Exercise prompt - Copy the lines below word for word, starting at the line that contains "If you could point to the seated" and ending with the final line of the items.

· · · ·

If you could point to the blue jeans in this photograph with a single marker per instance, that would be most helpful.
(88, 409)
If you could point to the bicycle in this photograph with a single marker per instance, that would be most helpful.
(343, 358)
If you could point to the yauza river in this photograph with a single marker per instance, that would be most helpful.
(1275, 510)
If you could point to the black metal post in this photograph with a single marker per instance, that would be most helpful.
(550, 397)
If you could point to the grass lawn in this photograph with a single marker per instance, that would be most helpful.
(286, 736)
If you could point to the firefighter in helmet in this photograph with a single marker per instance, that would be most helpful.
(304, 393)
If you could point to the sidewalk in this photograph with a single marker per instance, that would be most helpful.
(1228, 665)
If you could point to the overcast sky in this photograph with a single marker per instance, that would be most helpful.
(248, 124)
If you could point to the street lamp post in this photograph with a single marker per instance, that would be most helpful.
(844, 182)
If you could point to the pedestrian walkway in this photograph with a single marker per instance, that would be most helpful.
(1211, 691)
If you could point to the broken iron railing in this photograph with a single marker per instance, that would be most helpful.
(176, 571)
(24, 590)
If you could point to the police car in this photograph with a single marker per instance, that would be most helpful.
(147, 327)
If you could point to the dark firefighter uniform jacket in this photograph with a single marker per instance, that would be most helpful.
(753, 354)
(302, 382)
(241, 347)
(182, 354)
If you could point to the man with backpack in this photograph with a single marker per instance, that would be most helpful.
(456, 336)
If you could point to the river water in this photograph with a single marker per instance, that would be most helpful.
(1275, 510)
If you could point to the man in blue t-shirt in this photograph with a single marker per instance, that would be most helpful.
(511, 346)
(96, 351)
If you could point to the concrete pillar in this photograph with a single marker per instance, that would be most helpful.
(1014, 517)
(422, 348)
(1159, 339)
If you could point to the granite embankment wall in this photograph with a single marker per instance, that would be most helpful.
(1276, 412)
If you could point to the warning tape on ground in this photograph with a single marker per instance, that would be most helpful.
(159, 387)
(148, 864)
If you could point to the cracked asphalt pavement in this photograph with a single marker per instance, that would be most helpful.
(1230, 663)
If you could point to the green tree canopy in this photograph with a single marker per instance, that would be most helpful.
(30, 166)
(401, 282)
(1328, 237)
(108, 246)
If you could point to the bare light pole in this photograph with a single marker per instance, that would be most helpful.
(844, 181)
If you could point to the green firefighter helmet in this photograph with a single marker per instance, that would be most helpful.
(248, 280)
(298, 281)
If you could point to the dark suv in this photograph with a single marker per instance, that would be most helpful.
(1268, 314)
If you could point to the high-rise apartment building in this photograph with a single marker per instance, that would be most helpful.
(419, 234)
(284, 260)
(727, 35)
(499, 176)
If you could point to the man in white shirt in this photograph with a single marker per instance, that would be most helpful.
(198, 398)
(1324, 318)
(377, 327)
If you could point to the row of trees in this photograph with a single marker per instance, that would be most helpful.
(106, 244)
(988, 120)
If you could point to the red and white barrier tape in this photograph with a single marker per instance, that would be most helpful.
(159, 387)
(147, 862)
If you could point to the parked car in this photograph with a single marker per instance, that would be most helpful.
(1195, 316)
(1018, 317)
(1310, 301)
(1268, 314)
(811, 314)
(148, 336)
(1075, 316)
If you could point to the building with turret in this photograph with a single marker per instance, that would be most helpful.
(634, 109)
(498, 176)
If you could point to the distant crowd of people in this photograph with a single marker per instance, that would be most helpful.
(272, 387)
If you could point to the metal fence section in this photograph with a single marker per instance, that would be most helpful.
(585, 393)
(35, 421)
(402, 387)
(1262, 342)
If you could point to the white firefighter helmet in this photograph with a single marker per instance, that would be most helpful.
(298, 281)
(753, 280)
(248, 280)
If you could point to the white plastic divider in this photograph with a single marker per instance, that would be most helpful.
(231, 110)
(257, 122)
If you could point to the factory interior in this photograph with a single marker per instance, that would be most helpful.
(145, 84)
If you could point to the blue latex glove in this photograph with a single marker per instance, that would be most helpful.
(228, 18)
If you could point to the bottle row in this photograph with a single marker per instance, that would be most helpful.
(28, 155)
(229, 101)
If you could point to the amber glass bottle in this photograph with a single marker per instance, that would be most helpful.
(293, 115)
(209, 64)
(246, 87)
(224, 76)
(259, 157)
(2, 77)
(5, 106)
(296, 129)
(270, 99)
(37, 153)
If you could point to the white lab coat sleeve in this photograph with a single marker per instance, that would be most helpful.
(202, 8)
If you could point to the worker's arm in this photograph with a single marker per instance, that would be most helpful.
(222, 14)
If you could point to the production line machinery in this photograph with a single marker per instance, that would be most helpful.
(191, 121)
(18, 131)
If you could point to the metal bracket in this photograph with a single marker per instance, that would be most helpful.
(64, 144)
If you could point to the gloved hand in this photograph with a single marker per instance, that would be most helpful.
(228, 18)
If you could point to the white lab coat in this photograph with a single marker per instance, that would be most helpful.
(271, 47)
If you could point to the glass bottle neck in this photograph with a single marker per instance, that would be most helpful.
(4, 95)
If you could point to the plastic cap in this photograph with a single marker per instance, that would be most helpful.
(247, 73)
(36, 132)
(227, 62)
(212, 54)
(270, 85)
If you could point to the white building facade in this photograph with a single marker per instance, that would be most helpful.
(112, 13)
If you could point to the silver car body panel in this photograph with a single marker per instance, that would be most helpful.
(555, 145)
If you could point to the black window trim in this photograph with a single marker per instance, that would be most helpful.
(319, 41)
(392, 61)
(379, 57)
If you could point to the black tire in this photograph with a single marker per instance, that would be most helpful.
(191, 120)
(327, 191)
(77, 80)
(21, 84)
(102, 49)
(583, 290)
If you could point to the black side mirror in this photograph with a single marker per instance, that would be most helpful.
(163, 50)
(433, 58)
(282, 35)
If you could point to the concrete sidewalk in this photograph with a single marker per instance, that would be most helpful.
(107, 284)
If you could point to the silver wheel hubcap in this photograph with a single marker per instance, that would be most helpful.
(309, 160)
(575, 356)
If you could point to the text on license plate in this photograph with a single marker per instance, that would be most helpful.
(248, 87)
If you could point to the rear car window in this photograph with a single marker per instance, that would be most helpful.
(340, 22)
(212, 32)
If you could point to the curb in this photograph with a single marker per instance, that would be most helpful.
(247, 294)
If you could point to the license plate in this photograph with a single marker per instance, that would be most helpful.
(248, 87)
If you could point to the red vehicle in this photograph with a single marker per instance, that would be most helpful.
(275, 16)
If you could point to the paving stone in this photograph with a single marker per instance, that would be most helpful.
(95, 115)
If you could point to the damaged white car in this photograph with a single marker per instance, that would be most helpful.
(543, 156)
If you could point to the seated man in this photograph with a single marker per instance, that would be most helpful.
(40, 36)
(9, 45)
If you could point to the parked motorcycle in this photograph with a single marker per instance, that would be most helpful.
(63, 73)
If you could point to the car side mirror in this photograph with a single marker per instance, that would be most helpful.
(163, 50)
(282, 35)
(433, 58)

· · · ·

Written answer -
If you could point to the seated man in this photograph with a single marker per instance, that would be most helpful.
(40, 36)
(9, 45)
If you could point to the parked motorcycle in this photograph with a single marker per instance, that would be most helpful.
(63, 73)
If you could point to the car side mirror in this photograph with a single marker per instance, that would be most helpful.
(163, 50)
(282, 35)
(433, 58)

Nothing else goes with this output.